An exact, complete copy of the data is all that is needed.

======== THE INPUT ========

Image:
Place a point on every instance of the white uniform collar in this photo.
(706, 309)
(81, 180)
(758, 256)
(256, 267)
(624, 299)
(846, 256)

========

■ **TASK OUTPUT**:
Image:
Place a point on every instance of the white uniform collar in this photo.
(706, 309)
(81, 180)
(758, 256)
(256, 267)
(624, 299)
(846, 256)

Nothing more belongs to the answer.